### Directive
Can you give every line from the one containing "Where can the long" through the one containing "<point>257,306</point>", both included, as a JSON list of strings with one string per line and blank lines omitted?

#####

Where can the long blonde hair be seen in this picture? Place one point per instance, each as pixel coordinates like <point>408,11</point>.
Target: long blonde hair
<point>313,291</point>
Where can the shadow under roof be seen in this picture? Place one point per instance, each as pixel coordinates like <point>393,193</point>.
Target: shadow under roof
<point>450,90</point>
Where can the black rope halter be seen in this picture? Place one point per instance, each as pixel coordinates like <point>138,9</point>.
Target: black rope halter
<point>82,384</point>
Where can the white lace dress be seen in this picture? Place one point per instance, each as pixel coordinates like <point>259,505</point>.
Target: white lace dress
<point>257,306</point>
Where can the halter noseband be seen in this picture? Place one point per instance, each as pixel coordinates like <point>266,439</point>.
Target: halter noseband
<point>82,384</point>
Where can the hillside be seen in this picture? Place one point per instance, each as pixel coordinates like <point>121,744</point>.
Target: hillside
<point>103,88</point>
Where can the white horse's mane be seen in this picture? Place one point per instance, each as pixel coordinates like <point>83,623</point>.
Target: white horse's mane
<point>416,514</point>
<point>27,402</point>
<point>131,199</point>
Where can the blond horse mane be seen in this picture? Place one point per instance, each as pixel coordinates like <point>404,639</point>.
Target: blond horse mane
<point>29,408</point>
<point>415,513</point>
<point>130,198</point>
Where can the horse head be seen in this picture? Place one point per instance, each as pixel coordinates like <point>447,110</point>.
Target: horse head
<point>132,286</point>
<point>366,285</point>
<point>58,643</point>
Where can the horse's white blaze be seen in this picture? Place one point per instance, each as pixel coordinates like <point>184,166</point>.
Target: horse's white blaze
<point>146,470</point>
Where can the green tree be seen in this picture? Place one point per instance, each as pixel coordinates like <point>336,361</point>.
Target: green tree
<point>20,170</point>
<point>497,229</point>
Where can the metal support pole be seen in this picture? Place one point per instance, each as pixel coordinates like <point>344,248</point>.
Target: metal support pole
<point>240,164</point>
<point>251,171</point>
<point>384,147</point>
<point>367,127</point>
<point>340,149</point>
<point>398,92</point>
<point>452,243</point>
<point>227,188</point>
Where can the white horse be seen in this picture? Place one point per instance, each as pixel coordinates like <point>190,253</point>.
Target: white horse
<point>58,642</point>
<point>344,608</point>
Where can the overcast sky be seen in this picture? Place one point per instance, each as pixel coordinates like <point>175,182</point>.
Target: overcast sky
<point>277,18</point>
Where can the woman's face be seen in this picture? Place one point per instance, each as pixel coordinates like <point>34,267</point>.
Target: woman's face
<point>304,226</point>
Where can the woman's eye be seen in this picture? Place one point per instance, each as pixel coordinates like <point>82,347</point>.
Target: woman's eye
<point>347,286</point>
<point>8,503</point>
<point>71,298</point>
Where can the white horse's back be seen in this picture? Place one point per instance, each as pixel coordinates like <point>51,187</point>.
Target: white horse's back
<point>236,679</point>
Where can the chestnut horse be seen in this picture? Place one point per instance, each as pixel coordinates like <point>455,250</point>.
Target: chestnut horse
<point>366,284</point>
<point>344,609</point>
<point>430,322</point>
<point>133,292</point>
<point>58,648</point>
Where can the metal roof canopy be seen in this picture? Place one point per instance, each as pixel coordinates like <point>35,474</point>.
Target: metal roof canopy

#####

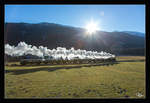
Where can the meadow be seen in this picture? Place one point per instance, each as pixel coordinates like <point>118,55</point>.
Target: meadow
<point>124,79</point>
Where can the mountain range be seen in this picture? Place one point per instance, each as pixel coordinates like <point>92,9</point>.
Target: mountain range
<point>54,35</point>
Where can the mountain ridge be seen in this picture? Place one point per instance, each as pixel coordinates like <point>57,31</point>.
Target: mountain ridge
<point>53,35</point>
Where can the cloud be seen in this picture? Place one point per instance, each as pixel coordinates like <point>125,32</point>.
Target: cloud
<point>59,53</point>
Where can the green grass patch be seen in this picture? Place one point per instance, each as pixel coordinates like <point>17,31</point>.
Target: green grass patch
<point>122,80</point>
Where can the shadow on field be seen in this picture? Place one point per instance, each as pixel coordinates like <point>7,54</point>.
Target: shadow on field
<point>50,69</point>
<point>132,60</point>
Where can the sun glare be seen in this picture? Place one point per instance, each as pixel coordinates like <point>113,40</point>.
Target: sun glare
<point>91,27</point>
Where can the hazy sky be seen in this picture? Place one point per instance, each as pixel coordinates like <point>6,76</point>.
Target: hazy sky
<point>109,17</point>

#####

### Written reply
[
  "Where can the long blonde hair be seen in this picture? Place one point per instance, each as pixel coordinates like <point>408,11</point>.",
  "Target: long blonde hair",
  "<point>313,291</point>",
  "Where can the shadow under roof be seen in this picture? Place one point per instance, each as pixel coordinates like <point>393,193</point>.",
  "Target: shadow under roof",
  "<point>450,90</point>",
  "Where can the black rope halter be seen in this picture? Place one point per instance, each as pixel coordinates like <point>138,9</point>.",
  "Target: black rope halter",
  "<point>82,384</point>",
  "Where can the white lace dress be seen in this picture? Place one point per instance, each as pixel coordinates like <point>259,505</point>.",
  "Target: white lace dress",
  "<point>257,306</point>"
]